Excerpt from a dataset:

..............................

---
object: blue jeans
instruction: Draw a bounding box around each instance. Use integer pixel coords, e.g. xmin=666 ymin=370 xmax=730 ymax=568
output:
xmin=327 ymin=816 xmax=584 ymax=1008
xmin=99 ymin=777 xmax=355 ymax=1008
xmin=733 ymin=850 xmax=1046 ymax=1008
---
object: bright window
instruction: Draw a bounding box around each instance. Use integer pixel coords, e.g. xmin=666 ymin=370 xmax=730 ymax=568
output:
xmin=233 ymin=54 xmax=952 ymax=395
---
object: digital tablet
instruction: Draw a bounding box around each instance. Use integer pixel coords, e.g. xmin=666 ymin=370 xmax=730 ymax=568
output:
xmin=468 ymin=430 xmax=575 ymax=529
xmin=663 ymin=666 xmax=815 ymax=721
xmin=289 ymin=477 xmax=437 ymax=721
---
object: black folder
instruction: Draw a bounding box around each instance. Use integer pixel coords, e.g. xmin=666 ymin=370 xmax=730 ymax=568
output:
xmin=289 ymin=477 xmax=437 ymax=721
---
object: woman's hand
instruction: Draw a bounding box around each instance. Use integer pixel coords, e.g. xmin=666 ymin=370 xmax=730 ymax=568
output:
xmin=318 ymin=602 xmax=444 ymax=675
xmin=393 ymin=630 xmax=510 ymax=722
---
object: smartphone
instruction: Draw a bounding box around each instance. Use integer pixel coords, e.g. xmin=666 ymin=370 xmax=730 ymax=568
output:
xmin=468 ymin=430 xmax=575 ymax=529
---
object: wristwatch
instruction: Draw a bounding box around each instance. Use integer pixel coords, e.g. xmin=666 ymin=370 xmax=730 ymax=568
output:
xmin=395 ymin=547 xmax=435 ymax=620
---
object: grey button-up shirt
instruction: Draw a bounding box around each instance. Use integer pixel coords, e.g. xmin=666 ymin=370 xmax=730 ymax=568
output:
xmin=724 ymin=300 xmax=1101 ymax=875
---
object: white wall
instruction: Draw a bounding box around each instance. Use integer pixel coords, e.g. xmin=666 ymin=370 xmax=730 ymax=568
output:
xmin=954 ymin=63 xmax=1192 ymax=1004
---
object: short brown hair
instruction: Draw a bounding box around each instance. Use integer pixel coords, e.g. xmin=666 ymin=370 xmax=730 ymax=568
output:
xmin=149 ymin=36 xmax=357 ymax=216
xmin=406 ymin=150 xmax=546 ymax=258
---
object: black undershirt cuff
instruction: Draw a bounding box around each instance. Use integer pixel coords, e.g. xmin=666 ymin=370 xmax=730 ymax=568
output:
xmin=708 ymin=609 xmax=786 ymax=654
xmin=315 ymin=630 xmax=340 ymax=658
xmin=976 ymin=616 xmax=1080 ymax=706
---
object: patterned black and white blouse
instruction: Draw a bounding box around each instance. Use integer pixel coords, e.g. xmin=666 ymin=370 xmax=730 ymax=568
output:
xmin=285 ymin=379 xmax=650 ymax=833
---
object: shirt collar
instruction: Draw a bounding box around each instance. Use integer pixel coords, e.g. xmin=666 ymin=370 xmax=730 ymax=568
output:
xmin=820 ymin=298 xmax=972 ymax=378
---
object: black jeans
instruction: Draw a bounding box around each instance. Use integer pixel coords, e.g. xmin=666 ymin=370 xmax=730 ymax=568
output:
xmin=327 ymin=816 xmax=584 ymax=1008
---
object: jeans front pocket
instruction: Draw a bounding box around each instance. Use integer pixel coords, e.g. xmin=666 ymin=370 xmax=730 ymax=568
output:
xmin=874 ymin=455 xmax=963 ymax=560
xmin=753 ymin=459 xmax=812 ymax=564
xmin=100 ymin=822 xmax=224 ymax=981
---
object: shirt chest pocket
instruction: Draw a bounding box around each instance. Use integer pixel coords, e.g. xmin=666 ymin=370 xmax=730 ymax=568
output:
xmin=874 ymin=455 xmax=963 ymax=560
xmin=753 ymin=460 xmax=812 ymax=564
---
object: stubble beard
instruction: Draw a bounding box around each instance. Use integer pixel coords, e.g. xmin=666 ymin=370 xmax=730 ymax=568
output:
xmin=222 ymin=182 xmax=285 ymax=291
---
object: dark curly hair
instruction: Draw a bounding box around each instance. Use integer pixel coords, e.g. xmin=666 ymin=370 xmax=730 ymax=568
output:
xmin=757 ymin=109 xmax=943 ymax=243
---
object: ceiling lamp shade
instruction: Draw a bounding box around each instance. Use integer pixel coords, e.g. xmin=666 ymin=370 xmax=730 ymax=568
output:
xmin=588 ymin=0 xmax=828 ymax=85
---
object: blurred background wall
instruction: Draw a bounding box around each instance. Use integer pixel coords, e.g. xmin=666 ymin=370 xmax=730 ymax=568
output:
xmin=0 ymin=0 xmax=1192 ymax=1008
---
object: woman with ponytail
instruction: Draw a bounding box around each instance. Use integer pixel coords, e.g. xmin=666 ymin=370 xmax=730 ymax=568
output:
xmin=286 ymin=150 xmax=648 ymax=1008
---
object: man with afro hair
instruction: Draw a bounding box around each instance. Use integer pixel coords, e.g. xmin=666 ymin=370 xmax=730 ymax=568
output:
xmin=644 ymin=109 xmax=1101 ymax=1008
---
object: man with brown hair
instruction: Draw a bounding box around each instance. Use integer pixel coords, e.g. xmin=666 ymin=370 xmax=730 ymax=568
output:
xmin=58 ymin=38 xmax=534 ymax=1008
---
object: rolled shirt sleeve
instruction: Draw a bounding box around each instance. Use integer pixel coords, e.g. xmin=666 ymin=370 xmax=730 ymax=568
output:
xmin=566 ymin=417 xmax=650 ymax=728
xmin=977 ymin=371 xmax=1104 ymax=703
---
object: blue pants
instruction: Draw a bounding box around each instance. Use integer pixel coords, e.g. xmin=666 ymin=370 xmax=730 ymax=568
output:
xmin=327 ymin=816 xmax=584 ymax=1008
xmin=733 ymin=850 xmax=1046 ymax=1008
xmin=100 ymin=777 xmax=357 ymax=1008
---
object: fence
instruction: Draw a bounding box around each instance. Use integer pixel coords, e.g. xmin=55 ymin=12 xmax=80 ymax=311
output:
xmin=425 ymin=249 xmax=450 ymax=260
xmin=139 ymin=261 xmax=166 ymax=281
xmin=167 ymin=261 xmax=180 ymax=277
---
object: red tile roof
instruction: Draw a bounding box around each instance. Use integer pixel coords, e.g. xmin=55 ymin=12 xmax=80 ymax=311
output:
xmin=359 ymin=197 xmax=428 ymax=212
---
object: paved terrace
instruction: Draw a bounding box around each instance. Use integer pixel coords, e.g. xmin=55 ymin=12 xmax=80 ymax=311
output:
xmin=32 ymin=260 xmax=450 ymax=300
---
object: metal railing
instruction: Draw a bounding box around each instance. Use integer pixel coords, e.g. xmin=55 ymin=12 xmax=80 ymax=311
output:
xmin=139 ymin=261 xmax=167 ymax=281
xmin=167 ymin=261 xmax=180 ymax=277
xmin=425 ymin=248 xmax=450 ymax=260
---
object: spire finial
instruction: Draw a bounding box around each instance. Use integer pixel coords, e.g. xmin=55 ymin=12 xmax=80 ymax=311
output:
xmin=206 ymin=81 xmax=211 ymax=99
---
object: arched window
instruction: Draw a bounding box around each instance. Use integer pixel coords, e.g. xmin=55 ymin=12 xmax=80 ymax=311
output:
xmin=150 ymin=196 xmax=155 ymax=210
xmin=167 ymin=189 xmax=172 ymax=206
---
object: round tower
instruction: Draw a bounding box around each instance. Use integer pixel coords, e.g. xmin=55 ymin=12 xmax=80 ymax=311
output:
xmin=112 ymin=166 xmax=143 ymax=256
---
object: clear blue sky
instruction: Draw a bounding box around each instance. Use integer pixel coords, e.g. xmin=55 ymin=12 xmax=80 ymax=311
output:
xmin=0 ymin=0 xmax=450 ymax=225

..............................

§ **Task statement**
Rewrite everything from the start of the data down to and including the line that contains "xmin=233 ymin=54 xmax=952 ymax=395", changing "blue jeans" to "denim pants" and leaving everything else unchanged. Give only those lines.

§ **Correct output**
---
object: denim pants
instruction: Draw a bounding box around each instance. Use integer pixel coords, e.g. xmin=666 ymin=370 xmax=730 ymax=568
output:
xmin=327 ymin=816 xmax=584 ymax=1008
xmin=99 ymin=777 xmax=355 ymax=1008
xmin=733 ymin=850 xmax=1046 ymax=1008
---
object: bright window
instruction: Draw a bounding box around each instance. Use integer pixel coords, e.g. xmin=666 ymin=370 xmax=730 ymax=568
output:
xmin=233 ymin=54 xmax=952 ymax=395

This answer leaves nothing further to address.